DATA LISTING:

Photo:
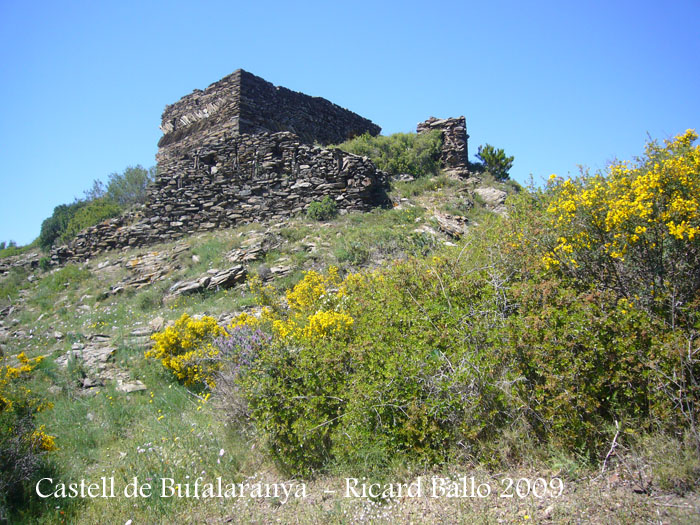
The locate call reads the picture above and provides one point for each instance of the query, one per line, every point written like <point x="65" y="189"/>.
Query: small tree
<point x="495" y="161"/>
<point x="129" y="187"/>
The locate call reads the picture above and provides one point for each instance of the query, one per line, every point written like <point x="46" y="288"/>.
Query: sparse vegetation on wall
<point x="416" y="154"/>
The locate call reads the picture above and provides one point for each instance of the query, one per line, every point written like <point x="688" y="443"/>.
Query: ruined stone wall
<point x="244" y="103"/>
<point x="224" y="181"/>
<point x="455" y="155"/>
<point x="241" y="151"/>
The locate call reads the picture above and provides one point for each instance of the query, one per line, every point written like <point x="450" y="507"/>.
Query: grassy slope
<point x="168" y="431"/>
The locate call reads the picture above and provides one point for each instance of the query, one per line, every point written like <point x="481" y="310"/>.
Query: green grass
<point x="166" y="431"/>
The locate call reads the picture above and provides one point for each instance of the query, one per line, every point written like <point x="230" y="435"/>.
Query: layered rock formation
<point x="222" y="161"/>
<point x="243" y="103"/>
<point x="455" y="155"/>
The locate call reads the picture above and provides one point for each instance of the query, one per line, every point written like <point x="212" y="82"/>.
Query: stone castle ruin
<point x="244" y="150"/>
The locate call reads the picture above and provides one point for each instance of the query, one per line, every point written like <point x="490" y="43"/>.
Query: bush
<point x="129" y="187"/>
<point x="323" y="210"/>
<point x="187" y="350"/>
<point x="417" y="154"/>
<point x="93" y="212"/>
<point x="356" y="365"/>
<point x="495" y="161"/>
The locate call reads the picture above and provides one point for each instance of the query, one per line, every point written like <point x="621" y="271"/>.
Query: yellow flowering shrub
<point x="636" y="228"/>
<point x="187" y="349"/>
<point x="22" y="444"/>
<point x="315" y="309"/>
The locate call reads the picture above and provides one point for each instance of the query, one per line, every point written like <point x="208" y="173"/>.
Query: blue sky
<point x="556" y="84"/>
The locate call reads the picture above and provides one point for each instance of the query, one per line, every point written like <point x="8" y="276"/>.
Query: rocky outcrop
<point x="243" y="103"/>
<point x="222" y="162"/>
<point x="454" y="156"/>
<point x="212" y="280"/>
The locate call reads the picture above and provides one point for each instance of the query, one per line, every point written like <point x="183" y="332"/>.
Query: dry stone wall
<point x="455" y="155"/>
<point x="241" y="151"/>
<point x="244" y="103"/>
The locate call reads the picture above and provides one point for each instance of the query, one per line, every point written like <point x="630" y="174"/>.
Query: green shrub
<point x="417" y="154"/>
<point x="323" y="210"/>
<point x="186" y="349"/>
<point x="88" y="215"/>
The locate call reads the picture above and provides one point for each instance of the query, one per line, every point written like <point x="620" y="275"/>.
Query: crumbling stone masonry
<point x="241" y="151"/>
<point x="454" y="156"/>
<point x="243" y="103"/>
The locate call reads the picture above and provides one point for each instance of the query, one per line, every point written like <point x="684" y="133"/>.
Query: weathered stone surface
<point x="241" y="151"/>
<point x="455" y="154"/>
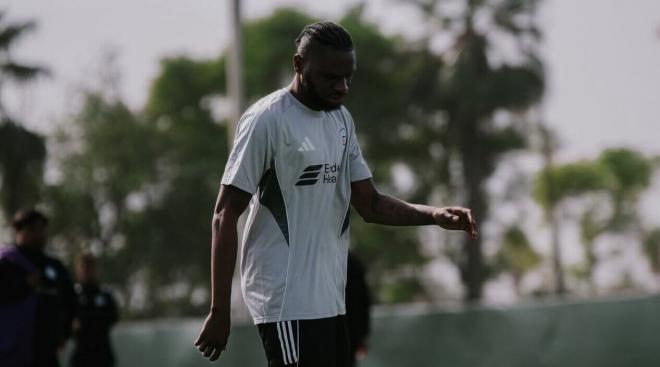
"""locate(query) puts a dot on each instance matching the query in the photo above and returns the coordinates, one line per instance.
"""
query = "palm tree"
(476, 83)
(22, 152)
(516, 256)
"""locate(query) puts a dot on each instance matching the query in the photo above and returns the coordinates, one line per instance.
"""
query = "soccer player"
(55, 298)
(297, 162)
(97, 314)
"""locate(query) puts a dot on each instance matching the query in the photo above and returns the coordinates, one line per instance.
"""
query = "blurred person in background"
(97, 313)
(358, 308)
(18, 305)
(297, 162)
(55, 299)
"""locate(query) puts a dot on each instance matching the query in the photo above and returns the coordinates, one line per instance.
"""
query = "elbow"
(224, 216)
(367, 216)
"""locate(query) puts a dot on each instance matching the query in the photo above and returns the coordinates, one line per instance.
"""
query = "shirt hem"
(268, 319)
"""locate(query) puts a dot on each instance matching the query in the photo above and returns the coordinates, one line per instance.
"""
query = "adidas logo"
(310, 174)
(306, 146)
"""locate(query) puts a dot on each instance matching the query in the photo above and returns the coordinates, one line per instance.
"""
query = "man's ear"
(298, 62)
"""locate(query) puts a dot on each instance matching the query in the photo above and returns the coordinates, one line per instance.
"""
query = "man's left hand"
(456, 218)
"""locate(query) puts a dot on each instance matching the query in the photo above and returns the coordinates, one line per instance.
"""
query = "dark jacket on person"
(97, 313)
(18, 303)
(56, 307)
(358, 304)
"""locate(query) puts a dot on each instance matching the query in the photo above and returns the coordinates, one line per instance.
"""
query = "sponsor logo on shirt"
(306, 146)
(325, 173)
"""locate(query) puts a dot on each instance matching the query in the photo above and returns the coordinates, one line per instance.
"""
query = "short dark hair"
(28, 217)
(86, 257)
(324, 33)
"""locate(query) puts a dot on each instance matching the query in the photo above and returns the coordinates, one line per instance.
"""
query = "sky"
(602, 58)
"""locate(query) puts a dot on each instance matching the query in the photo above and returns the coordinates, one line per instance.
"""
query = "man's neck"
(298, 91)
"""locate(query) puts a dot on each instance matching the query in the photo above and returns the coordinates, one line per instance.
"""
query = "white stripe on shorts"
(282, 344)
(293, 342)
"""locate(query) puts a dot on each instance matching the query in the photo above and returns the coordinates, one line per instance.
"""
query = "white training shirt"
(299, 164)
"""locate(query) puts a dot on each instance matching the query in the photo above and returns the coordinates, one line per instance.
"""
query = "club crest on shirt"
(343, 136)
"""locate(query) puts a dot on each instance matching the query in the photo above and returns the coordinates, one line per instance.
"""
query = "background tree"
(611, 185)
(478, 81)
(22, 152)
(516, 256)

EXERCISE GOAL: Give all the records again, exactly, without images.

SOLUTION TO THIS EXERCISE:
Photo:
The locate call reads the picture above and provides one point for each instance of the query, one per line, every point written like <point x="65" y="189"/>.
Query: small tree
<point x="495" y="161"/>
<point x="129" y="187"/>
The locate call reads the picture above and provides one point for each instance of the query, one per line, every point written like <point x="46" y="288"/>.
Query: sparse vegetation on wall
<point x="416" y="154"/>
The locate call reads the picture above and provides one point for each instance of the query, one per line, every point written like <point x="688" y="443"/>.
Query: ruined stone wall
<point x="244" y="103"/>
<point x="224" y="181"/>
<point x="455" y="155"/>
<point x="241" y="151"/>
The locate call reads the picture above and provides one point for each instance of the query, one per line, every point written like <point x="450" y="507"/>.
Query: grassy slope
<point x="168" y="431"/>
The locate call reads the picture above and provides one point for each instance of the query, one per line, every point written like <point x="481" y="310"/>.
Query: green grass
<point x="166" y="431"/>
The locate call reads the picture above and provides one point for each instance of the query, one per line, every point written like <point x="230" y="435"/>.
Query: layered rock formation
<point x="222" y="161"/>
<point x="243" y="103"/>
<point x="455" y="155"/>
The locate call reads the picture above and provides one point for each instance of the query, one per line, every point written like <point x="212" y="82"/>.
Query: stone castle ruin
<point x="244" y="150"/>
The locate call reads the picture above and provides one point for each instance of the query, one per line, every point written like <point x="490" y="43"/>.
Query: bush
<point x="129" y="187"/>
<point x="323" y="210"/>
<point x="187" y="350"/>
<point x="417" y="154"/>
<point x="93" y="212"/>
<point x="356" y="365"/>
<point x="495" y="161"/>
The locate call reads the picture above and provides one point for each instance of the query, one per line, every point written like <point x="621" y="271"/>.
Query: yellow flowering shrub
<point x="636" y="228"/>
<point x="187" y="349"/>
<point x="22" y="444"/>
<point x="315" y="309"/>
The locate call reads the picture above and provides one point for each instance of the query, one per line, every point written like <point x="208" y="173"/>.
Query: blue sky
<point x="556" y="84"/>
The locate call reads the picture above and provides one point for each instance of the query, one per line, every point written like <point x="8" y="276"/>.
Query: rocky outcrop
<point x="243" y="103"/>
<point x="222" y="162"/>
<point x="454" y="156"/>
<point x="212" y="280"/>
The locate call reads the picture above and provides one point for each instance of the query, one per line, every point written like <point x="183" y="332"/>.
Query: dry stone wall
<point x="455" y="155"/>
<point x="241" y="151"/>
<point x="244" y="103"/>
The locate call reads the picture above and provides one point for each instance of the query, one per line, every point written like <point x="630" y="174"/>.
Query: green shrub
<point x="417" y="154"/>
<point x="323" y="210"/>
<point x="186" y="349"/>
<point x="88" y="215"/>
The locate call reads the picture above and provides one point for each instance of the query, one per line, every point written like <point x="620" y="275"/>.
Query: crumbling stone masonry
<point x="241" y="151"/>
<point x="454" y="156"/>
<point x="243" y="103"/>
The locate call reads the picture above and provides one point for each instance of the query, one per line, every point written like <point x="684" y="133"/>.
Query: weathered stone surface
<point x="241" y="151"/>
<point x="455" y="154"/>
"""locate(query) puts a dot on each instance matching the query in the photo above and returns the coordinates, one line per instance.
"""
query = "palm tree"
(476, 83)
(22, 152)
(516, 256)
"""locate(query) puts a dot on each instance matching the query in the photo above and returns the coordinates, one line per instance.
"""
query = "soccer player"
(55, 298)
(297, 162)
(97, 314)
"""locate(query) puts a dot on each instance matching the query in the photo above and returns the coordinates, one line per instance.
"""
query = "blurred person in background"
(97, 313)
(358, 308)
(18, 305)
(297, 162)
(55, 299)
"""locate(query) puts a dot on each instance matching the query in the photo above and returns the coordinates, one line per instance.
"""
query = "elbow"
(224, 216)
(367, 216)
"""locate(query) puts a dot on each instance matching the query in the photo above and returns the coordinates, one line per instance.
"""
query = "shirt hem"
(268, 319)
"""locate(query) puts a dot on each instance matching the query in the photo above and returns the coordinates, one line per instance.
"""
query = "adidas logo"
(310, 174)
(306, 146)
"""locate(query) puts a dot on each instance matching the query in the photo above and returns the coordinates, one line per instance.
"""
query = "man's ear"
(298, 62)
"""locate(query) puts a dot on each instance matching the query in the photo above and returns the coordinates, one line per instance.
"""
query = "man's left hand"
(456, 218)
"""locate(query) puts a dot on each instance matching the query in the photo above and returns the coordinates, one line per instance.
"""
query = "dark jacket on person"
(97, 313)
(18, 303)
(56, 307)
(358, 304)
"""locate(query) puts a dot on each instance matching the query in the photo above and returns the coordinates, one line per instance.
"""
query = "sponsor logo on shirt"
(306, 146)
(325, 173)
"""locate(query) puts a dot on each instance matching the query in the photo above and returns the coordinates, one line per instance.
"""
query = "short dark hair"
(28, 217)
(86, 257)
(324, 33)
"""locate(query) puts a dot on each instance matching the query in the photo above and returns the coordinates, one line per instance.
"""
query = "sky"
(602, 58)
"""locate(query) puts a dot on each instance matching the query in the photo above and returns the coordinates, one line per instance.
"""
query = "man's neck"
(298, 91)
"""locate(query) puts a dot on each instance matching the query in the photo above and returns the coordinates, one line per instance.
"""
query = "white stripe on shorts"
(282, 344)
(293, 342)
"""locate(query) puts a dot on each instance matching the query in the photo above and returns the coordinates, one line per instance.
"""
query = "white training shirt"
(299, 164)
"""locate(query) puts a dot on each instance matching the query in the photo above and returns the coordinates, one line per instance.
"""
query = "club crest on shirt"
(343, 136)
"""locate(query) puts a dot on each instance matching the query in the photo above and returns the coordinates, one line per instance.
"""
query = "background tree"
(611, 185)
(478, 81)
(22, 152)
(516, 256)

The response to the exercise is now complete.